Your task | For the word "clicks", copy every line of the material that includes it.

########################################

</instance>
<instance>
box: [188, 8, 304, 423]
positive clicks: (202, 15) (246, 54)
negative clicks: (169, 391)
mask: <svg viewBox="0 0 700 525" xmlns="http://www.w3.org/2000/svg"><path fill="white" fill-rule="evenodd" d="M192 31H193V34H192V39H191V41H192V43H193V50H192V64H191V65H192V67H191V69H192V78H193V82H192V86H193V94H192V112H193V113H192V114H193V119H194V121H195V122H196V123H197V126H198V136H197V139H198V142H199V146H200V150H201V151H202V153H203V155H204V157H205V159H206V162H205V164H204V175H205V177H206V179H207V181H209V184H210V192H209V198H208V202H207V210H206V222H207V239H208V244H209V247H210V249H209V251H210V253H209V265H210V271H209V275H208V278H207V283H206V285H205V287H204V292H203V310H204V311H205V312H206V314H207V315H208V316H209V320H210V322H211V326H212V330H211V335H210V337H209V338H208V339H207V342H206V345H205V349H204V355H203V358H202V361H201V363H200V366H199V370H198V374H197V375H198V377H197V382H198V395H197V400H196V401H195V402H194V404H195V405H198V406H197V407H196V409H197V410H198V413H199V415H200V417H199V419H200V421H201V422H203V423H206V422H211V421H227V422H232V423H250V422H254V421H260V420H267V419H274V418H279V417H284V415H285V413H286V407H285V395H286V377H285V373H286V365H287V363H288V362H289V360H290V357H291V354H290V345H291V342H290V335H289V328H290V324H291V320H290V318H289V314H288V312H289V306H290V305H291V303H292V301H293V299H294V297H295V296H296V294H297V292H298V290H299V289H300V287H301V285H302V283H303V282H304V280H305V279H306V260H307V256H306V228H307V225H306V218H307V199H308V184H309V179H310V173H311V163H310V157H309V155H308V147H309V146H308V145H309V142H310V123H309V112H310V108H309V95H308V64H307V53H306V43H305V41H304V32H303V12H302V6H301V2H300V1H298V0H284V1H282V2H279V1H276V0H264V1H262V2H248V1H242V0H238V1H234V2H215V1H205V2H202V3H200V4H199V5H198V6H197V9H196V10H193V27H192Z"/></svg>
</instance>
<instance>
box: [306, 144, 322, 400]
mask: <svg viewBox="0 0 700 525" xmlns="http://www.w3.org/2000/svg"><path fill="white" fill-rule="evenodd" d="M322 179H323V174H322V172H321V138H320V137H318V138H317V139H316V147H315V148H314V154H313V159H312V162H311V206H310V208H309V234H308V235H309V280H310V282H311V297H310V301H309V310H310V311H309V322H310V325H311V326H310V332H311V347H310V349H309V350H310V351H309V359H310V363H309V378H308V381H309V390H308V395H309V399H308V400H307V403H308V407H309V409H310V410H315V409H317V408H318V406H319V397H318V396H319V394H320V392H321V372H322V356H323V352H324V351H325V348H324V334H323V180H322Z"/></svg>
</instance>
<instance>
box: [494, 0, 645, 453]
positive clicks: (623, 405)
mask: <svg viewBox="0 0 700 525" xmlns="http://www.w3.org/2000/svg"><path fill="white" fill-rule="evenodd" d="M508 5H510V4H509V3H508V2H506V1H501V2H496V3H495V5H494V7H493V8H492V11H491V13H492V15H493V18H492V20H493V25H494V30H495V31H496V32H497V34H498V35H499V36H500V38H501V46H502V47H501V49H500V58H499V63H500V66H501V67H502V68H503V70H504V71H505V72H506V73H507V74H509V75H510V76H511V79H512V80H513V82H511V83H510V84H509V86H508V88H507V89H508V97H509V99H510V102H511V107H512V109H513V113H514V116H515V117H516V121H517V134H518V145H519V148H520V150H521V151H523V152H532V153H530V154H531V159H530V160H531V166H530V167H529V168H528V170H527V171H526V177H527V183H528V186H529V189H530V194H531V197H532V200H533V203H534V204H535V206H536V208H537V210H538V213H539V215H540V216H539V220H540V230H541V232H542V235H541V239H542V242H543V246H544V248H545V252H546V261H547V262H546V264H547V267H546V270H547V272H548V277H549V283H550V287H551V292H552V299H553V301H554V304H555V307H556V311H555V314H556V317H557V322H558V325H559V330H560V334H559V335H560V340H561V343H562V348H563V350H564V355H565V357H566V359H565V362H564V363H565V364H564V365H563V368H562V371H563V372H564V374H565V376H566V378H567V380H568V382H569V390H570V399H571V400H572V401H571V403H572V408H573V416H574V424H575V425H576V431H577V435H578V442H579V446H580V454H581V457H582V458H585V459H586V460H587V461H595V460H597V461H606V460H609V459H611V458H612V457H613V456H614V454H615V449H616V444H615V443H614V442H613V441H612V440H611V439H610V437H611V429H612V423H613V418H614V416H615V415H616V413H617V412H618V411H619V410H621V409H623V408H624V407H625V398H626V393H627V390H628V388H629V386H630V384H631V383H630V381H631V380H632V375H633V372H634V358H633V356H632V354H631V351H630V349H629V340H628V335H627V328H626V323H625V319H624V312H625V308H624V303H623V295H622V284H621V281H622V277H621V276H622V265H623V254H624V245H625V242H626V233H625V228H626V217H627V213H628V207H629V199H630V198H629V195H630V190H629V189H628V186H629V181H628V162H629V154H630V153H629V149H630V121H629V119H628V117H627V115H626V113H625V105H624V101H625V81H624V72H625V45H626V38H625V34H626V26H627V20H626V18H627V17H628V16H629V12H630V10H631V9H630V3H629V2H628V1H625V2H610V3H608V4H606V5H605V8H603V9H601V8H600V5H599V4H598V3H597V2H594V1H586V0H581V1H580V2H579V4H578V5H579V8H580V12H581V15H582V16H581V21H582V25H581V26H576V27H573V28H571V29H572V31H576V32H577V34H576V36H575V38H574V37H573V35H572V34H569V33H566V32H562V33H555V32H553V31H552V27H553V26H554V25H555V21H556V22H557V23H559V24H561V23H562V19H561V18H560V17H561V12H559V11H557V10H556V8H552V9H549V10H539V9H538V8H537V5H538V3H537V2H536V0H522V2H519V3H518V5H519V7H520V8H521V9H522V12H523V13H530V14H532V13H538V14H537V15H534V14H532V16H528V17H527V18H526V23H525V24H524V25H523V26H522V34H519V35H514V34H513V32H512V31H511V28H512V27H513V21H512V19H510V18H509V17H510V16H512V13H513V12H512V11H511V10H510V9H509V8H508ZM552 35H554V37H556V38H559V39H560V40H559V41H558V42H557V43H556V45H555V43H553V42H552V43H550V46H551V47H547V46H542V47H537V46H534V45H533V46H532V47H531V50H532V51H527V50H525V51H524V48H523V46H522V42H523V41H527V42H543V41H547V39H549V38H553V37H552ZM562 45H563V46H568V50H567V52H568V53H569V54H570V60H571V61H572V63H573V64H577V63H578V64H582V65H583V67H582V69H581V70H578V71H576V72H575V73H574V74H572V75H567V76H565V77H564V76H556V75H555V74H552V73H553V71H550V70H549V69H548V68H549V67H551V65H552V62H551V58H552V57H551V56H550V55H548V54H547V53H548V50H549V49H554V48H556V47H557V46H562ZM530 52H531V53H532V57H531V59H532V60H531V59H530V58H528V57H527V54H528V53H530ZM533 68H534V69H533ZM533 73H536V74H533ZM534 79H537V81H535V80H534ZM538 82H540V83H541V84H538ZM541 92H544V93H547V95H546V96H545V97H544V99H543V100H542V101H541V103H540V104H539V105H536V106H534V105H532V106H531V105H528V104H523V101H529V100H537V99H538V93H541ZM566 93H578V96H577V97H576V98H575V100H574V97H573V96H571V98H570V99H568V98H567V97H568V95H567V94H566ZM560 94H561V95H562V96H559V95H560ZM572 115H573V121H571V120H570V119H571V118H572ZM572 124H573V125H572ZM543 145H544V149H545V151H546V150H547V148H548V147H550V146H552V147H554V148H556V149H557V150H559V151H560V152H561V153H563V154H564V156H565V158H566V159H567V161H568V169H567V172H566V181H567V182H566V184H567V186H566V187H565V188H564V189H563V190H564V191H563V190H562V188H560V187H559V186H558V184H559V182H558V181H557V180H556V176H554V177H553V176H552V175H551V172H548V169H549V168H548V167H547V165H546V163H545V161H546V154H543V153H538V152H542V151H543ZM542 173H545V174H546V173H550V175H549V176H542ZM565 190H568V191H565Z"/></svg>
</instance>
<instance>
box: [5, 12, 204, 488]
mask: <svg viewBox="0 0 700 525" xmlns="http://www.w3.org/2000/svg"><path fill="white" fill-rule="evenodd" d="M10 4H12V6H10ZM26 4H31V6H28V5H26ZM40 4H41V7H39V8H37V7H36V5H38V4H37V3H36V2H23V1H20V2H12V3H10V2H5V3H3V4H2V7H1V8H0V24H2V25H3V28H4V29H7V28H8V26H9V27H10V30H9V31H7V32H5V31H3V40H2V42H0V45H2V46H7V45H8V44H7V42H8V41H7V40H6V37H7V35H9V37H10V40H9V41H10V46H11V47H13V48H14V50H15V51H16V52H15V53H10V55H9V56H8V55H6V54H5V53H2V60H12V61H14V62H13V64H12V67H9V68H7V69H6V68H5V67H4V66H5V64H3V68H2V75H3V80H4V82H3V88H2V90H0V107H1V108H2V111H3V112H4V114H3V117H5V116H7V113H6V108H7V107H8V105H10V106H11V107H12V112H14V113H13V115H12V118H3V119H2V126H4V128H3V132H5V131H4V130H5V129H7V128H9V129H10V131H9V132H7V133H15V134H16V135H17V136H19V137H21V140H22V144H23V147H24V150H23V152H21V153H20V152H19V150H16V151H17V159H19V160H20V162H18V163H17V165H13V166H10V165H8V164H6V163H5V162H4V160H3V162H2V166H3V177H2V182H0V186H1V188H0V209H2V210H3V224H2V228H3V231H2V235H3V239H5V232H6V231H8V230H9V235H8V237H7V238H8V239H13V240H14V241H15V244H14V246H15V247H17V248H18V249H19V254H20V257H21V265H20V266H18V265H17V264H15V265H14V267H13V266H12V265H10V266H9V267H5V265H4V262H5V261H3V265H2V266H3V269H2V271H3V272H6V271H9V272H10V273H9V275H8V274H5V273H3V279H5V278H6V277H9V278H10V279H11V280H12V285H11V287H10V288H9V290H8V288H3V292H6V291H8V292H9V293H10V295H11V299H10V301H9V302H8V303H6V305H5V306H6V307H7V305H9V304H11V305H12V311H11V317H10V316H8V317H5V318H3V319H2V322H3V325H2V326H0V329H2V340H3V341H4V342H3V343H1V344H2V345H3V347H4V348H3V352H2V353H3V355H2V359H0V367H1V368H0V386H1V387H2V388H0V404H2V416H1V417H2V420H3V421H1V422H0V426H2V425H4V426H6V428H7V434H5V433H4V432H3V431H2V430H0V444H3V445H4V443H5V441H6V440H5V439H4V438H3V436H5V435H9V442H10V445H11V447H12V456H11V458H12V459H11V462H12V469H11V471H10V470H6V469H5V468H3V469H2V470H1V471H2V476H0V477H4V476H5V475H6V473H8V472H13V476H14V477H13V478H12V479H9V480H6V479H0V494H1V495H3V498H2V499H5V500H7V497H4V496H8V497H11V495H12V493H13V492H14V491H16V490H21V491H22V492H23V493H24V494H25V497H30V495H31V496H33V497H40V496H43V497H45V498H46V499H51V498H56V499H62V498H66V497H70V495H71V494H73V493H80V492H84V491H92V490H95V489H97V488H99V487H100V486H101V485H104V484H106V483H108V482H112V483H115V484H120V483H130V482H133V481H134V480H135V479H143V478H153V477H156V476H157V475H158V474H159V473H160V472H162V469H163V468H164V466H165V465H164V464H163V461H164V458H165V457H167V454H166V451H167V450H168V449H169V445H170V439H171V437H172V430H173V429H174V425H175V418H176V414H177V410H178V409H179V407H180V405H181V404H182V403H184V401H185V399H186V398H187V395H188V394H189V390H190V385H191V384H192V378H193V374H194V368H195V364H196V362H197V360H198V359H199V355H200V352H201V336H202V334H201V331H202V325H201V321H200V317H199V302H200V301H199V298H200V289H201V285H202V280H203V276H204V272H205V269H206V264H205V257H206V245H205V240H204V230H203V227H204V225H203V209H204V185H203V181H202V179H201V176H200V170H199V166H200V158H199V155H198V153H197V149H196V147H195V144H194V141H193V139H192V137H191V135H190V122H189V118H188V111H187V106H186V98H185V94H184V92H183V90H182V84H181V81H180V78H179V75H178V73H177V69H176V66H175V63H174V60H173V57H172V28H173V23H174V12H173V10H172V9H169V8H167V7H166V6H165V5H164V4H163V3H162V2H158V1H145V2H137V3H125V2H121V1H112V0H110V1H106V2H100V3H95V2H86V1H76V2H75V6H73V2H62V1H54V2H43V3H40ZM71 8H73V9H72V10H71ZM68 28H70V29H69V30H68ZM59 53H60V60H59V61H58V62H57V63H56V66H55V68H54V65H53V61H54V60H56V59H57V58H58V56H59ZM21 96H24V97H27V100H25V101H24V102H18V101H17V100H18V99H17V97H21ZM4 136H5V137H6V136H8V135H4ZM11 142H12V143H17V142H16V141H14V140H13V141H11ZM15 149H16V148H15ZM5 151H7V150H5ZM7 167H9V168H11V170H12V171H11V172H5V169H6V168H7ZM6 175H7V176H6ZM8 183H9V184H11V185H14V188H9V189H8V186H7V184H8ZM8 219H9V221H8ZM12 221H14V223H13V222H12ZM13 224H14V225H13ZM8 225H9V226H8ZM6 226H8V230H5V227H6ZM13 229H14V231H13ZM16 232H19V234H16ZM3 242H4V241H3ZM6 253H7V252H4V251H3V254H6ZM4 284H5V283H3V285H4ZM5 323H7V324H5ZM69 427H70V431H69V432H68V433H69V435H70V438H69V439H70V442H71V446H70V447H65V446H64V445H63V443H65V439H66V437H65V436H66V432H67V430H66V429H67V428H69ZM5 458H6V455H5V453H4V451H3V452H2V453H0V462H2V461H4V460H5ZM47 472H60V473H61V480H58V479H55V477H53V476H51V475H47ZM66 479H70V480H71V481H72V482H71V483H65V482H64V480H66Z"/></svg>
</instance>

########################################

Solution to this exercise |
positive clicks: (202, 15) (246, 54)
negative clicks: (169, 391)
positive clicks: (623, 405)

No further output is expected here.